**Task item:** From the first line of the data down to and including the line with "the tablet computer.", copy everything exactly, leaving out pictures.

**Dataset excerpts:**
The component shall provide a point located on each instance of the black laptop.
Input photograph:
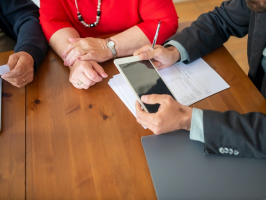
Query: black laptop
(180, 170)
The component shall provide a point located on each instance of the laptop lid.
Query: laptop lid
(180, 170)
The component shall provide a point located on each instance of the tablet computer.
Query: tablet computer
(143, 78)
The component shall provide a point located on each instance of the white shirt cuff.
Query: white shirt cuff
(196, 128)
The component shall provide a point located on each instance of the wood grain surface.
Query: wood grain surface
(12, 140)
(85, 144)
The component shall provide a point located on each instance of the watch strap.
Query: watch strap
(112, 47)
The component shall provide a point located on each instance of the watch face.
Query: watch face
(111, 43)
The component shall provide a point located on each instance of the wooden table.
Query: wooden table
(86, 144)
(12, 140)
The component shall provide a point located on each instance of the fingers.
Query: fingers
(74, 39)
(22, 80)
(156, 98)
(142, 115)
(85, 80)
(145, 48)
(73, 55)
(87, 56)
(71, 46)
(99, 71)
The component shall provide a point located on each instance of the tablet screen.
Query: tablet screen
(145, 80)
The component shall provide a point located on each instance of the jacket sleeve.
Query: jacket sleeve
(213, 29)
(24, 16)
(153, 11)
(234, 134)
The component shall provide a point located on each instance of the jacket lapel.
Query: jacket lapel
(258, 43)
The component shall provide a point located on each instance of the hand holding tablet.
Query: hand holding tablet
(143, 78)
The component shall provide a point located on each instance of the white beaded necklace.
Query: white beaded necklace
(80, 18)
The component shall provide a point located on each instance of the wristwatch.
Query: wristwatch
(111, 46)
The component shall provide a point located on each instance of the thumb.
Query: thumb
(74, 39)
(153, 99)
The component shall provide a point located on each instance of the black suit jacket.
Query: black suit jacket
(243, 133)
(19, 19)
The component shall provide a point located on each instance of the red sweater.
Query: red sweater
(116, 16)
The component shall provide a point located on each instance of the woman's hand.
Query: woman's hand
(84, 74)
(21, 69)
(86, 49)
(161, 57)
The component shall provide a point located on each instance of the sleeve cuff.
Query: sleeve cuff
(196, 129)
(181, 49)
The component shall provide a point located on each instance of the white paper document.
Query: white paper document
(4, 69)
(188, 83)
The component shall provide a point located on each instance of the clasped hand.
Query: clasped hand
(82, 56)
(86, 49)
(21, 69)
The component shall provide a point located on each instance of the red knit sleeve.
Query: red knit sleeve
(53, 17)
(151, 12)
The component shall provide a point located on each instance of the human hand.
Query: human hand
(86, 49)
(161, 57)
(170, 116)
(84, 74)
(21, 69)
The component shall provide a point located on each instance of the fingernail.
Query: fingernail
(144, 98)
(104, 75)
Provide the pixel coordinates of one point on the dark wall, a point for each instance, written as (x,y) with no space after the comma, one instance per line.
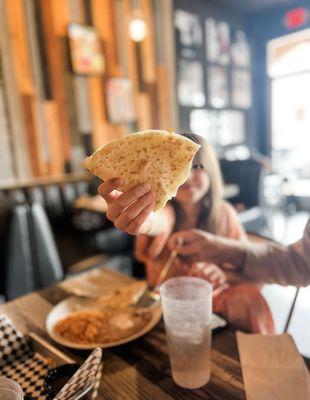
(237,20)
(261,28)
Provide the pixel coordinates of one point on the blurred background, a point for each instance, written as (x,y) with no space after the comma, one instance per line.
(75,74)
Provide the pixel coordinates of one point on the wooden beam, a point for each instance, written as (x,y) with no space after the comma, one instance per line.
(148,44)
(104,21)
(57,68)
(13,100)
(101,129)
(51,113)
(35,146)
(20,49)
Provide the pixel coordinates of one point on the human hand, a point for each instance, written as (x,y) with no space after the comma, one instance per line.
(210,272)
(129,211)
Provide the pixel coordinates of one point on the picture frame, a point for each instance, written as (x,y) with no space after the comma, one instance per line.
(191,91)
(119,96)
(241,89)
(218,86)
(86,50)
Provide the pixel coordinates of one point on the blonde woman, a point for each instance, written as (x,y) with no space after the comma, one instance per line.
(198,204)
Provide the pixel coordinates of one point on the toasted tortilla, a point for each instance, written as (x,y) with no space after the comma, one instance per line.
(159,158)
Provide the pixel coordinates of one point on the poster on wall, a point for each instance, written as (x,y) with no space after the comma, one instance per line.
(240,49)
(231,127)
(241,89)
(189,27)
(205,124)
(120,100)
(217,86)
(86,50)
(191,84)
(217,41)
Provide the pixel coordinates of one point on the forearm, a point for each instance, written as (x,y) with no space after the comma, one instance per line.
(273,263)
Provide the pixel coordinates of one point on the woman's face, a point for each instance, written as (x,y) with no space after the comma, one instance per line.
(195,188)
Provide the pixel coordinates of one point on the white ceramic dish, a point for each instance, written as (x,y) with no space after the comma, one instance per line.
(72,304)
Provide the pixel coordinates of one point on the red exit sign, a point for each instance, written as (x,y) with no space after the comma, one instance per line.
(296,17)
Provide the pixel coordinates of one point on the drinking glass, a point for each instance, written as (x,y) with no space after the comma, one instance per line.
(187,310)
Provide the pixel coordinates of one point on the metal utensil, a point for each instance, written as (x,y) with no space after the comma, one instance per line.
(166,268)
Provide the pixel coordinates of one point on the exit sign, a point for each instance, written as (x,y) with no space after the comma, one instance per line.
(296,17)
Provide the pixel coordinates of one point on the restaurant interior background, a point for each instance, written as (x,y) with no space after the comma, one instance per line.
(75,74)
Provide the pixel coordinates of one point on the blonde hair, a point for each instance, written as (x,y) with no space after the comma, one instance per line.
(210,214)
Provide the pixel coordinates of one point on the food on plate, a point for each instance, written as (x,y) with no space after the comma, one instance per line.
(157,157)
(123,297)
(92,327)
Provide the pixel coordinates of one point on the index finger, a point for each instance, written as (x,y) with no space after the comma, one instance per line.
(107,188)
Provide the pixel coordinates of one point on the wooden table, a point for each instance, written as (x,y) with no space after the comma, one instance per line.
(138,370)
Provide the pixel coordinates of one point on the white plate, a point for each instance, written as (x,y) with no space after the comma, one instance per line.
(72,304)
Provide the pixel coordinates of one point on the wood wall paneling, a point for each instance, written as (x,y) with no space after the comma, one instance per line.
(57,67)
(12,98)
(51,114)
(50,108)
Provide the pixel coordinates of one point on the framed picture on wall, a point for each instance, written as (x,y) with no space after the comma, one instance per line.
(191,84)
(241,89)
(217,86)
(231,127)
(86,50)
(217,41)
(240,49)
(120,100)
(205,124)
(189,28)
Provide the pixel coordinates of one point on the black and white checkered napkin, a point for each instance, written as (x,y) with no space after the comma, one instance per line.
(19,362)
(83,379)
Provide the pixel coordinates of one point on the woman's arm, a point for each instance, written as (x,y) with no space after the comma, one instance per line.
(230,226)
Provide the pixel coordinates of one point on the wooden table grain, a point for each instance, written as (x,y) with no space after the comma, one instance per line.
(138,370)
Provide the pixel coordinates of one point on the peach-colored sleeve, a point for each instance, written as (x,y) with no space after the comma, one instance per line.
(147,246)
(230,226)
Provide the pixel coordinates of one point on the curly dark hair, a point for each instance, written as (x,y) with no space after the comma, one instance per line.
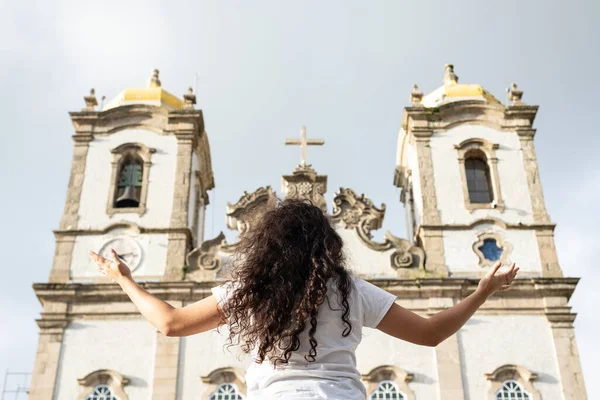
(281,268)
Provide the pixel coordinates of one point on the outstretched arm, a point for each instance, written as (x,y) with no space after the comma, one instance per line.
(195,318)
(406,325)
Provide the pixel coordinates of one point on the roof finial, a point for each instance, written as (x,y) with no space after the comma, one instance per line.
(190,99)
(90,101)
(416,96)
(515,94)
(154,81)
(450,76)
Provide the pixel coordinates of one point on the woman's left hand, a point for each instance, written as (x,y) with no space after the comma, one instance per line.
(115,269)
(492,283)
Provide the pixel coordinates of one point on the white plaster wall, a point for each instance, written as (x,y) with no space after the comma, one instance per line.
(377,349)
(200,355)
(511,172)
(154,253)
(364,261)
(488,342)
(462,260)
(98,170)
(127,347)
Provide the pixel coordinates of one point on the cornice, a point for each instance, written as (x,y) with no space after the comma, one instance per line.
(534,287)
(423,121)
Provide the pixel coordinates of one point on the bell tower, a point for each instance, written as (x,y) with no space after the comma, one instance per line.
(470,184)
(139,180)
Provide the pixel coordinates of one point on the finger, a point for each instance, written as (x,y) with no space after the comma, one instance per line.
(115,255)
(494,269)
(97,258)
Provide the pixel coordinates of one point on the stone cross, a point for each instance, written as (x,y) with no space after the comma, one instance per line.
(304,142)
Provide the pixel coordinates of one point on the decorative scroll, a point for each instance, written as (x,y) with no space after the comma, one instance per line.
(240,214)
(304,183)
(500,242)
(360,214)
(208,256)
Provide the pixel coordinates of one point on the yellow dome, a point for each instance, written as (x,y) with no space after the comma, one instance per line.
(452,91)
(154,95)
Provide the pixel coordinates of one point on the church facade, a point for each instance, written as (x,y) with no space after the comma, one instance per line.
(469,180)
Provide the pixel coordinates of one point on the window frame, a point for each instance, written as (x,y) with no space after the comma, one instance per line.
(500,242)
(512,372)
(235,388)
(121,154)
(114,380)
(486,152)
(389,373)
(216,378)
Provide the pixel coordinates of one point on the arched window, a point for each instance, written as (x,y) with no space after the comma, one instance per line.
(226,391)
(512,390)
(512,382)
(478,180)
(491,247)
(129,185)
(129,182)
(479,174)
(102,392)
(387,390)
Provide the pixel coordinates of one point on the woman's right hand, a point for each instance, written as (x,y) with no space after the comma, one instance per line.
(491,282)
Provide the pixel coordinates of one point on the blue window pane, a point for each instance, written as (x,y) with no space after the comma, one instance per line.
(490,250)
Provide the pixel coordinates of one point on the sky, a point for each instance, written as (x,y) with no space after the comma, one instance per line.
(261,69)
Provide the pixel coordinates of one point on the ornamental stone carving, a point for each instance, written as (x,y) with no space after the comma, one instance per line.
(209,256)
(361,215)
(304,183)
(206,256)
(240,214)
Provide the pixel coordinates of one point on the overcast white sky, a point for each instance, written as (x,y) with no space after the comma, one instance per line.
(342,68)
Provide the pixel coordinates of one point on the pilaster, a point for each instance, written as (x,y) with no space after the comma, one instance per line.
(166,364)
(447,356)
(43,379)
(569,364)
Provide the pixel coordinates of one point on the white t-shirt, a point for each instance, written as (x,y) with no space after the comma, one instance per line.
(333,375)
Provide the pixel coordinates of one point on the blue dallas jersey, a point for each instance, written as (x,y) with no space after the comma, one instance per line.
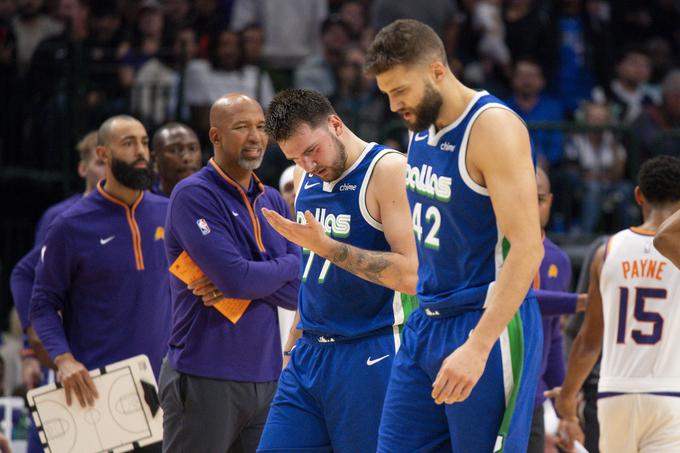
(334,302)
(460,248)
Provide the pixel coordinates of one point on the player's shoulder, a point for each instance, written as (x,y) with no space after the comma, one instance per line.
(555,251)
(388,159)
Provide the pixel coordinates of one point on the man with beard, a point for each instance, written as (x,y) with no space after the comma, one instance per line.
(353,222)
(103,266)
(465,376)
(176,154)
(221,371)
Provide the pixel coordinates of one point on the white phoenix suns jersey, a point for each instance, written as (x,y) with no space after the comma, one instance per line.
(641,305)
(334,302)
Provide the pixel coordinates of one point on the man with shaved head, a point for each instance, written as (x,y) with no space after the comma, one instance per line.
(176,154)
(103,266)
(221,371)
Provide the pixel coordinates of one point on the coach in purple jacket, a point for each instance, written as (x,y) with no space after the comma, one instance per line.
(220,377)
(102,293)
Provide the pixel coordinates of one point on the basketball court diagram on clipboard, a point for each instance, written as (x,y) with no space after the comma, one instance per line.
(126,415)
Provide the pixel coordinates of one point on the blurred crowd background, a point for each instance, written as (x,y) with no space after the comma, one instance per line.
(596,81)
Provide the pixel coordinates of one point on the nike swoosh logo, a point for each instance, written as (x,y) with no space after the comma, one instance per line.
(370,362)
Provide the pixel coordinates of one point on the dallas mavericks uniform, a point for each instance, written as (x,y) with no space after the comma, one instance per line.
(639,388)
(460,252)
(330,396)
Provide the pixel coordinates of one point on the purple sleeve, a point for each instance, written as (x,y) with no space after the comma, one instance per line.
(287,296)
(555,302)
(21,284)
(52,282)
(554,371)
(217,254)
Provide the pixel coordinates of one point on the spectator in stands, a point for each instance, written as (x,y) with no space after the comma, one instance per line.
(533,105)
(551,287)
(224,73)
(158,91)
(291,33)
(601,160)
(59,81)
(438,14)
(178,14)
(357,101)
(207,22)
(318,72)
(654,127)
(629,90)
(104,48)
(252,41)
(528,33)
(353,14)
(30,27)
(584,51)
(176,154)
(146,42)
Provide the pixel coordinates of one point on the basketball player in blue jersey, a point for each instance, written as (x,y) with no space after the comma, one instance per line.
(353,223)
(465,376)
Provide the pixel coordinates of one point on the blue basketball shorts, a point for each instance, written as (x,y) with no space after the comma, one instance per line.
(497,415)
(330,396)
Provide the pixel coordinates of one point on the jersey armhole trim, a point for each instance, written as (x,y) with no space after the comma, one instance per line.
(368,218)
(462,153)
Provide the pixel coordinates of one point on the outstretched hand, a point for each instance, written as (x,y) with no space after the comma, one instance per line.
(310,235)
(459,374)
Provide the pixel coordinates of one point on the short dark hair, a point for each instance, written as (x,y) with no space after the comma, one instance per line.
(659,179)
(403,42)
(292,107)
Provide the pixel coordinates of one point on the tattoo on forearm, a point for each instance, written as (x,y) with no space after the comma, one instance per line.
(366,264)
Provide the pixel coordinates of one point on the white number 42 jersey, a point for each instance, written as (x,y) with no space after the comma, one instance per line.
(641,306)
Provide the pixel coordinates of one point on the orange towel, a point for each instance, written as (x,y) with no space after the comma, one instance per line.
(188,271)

**Answer for the task:**
The component shall provide a point located on each instance of the black laptop.
Input photograph:
Query: black laptop
(180, 170)
The component shall provide a point located on each instance of the laptop lid.
Query: laptop lid
(180, 170)
The component shall provide a point located on each instance of the tablet computer.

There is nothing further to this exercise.